#### 読む文章
━━━━━━
こんにちは~♪
ご訪問ありがとうございます。
ヤフー社員自らが企画して、石巻に作った、最先端コワーキングスペース
「とーちゃんが1人でみやぎに行くのはかわいそうだから、ぼくはついて行く」
2012年6月、ヤフーの復興支援事業の拠点となる「ヤフー石巻復興ベース」の設置と、ヤフー社員がそこに常駐することが決まったときのこと。
単身赴任するか家族で移住するか、それとも調整役として東京に残るか、父親である僕がまだ決めかねていた頃、春に入学したばかりの小学1年生の息子が生意気にもこのように宣言した。
僕の家族は、奥さんと小学1年生、幼稚園の子ども2人。「石巻に勤務するかもしれない」という話が出たときから、これからどうするか家族で相談していた。
一度は、いっちょまえに「ひっこすかどうかなやんでいる」と言っていた息子。
その子が「とーちゃんについていく」と奥さんに告げたと聞いて、自分の息子に背中を押される日がこんなにも早く来るなんて……と思った。
そしてうちの奥さん。もともと彼女は日本中をバイクで点々とする旅人だったので、フットワークが軽い。
子どもが生まれる前は、僕と屋久島までツーリングに行ったり、毎年、全国の旅人が集結する青森ねぶた祭に顔を出したりしていた。
子どもがある程度大きくなった後も、車にテントを積み、家族4人で1週間くらい東北を野宿して回ったこともあった。
だから僕たちは東北に親しみがあったし、地方に対する抵抗感もなかった。
社長の宮坂も言っていた。「迷ったらワイルドなほうを選べ」、と。
「よし、みんなで行くぞーー!」
そう決まると、これで完璧にどっぷりと石巻に浸かることができる、とますます気合が入った。
唯一、転校先で子供がなじめなかったりするのでは、と気になっていたが、そんな心配は無用だった。
息子はすぐに周囲に打ち解けて、さっそく東北弁に“なまって”、今や見事なバイリンガルだ。
子供の順応性には本当に感心する。
━━━━━━
#### 項目の抜粋
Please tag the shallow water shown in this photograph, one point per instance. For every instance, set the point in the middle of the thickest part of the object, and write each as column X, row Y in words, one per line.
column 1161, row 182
━━━━━━
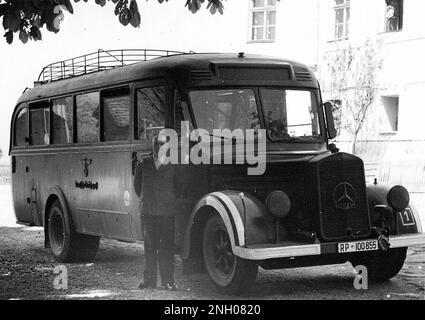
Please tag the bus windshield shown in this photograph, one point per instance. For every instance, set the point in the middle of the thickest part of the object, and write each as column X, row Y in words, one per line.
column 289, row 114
━━━━━━
#### 短い課題 1
読む文章について、次の問いに答えよ。
(a) 「ヤフー石巻復興ベース」の設置が決まったのは何年何月か。
(b) 筆者の奥さんはもともとどのような人だったか。
(c) 社長の宮坂は何と言っていたか。
#### 短い課題 2
読む文章で、筆者の家族が東北に親しみを持ち、地方への抵抗感もなかったのはなぜか。文章に書かれた理由を一〜三文で説明せよ。

#### 正解 1
(a) 2012年6月
(b) 日本中をバイクで点々とする旅人
(c) 「迷ったらワイルドなほうを選べ」

#### 正解 2
子どもが生まれる前、筆者と奥さんは屋久島までツーリングに行ったり、毎年青森ねぶた祭に顔を出したりしていた。子どもがある程度大きくなった後も、車にテントを積み、家族4人で1週間くらい東北を野宿して回ったことがあった。こうした経験があったので、東北に親しみがあり、地方への抵抗感もなかった。